-- WRITTEN INSTRUCTION --
From the line containing "If you could put a point on the tea" down to the last line of the material, return those lines verbatim and only those.

-- RECORD SET --
# # # # # # #
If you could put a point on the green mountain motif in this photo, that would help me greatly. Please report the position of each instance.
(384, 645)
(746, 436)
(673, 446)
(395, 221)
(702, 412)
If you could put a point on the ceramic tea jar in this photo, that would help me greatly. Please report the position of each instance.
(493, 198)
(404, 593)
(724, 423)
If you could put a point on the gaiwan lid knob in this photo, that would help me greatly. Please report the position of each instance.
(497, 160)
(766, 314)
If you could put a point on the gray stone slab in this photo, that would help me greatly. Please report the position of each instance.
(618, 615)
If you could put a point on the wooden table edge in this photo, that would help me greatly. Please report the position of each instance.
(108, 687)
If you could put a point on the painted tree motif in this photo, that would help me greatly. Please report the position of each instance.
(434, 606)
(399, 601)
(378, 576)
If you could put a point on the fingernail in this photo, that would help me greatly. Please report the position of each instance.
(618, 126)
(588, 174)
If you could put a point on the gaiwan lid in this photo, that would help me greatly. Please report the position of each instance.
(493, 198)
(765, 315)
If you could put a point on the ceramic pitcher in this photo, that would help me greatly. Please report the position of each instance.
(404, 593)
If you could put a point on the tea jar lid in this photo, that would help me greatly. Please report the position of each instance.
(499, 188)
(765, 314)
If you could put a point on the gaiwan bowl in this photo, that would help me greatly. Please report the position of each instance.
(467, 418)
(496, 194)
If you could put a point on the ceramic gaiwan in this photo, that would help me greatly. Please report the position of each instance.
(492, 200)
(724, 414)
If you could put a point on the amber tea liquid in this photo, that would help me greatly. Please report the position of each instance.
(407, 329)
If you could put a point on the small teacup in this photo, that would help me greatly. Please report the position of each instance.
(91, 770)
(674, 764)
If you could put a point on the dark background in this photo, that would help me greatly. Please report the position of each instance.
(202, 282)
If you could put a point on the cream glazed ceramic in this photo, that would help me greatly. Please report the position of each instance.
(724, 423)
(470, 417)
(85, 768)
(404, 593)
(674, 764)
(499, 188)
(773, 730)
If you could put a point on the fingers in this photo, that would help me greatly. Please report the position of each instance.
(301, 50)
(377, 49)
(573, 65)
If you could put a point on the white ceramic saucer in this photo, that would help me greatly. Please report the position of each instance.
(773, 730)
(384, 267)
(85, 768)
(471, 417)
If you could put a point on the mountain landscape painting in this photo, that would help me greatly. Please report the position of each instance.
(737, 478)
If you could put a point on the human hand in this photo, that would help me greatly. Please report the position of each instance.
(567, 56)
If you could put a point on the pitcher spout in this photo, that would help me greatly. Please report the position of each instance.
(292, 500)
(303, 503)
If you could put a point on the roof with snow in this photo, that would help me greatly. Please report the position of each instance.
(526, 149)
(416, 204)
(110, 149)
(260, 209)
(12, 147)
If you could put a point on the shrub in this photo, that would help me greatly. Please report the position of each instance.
# # # # # # #
-- RESPONSE TO THE EXERCISE --
If you could put a point on the tea jar lid in this photo, that would help me greatly. Please report the position of each instance.
(499, 188)
(765, 314)
If you could put a point on the gaiwan bowl in this photo, that would help me greatly. Please report the position of each instance.
(467, 418)
(496, 194)
If you could put a point on the ceramic gaiwan in this photo, that would help me greatly. Please report the position of each instance.
(492, 200)
(724, 414)
If you could put a point on the amber tea liquid in this photo, that would help me greatly. Please report the position of each instance.
(407, 329)
If you could put a point on the small teacup in this photo, that would help me greatly. Please report the position of each instance.
(91, 770)
(674, 764)
If you could put a point on the dark background in this photo, that would help me greatly. Please report the position of each instance.
(202, 282)
If you could put a point on the cream glazed ceramic in this photo, that would help me greatly. Please report the position of each instance.
(724, 423)
(470, 417)
(85, 768)
(404, 593)
(674, 764)
(499, 188)
(773, 730)
If you could put a point on the fingers in this photo, that would help me greatly. Please report the position of each instance.
(301, 50)
(377, 49)
(573, 65)
If you could put a point on the white ceramic saucer in this photo, that would help me greatly. Please report the position of each instance.
(773, 730)
(384, 267)
(85, 768)
(471, 417)
If you could put a point on the mountain landscape painting in this photo, that would help me greatly. Please report the position of each instance.
(737, 478)
If you could put a point on the human hand in this photo, that would help me greatly. Please report the position of each instance.
(567, 56)
If you could put a point on the pitcher spout in this photo, that would help me greatly. Please report the position of each instance.
(292, 500)
(303, 503)
If you could put a point on the roof with snow in this photo, that would help me greatly. Please report the position of each instance.
(526, 149)
(416, 204)
(110, 149)
(260, 209)
(12, 147)
If you could put a point on the shrub in this photo, that would help me greatly. Please report the position of each instance.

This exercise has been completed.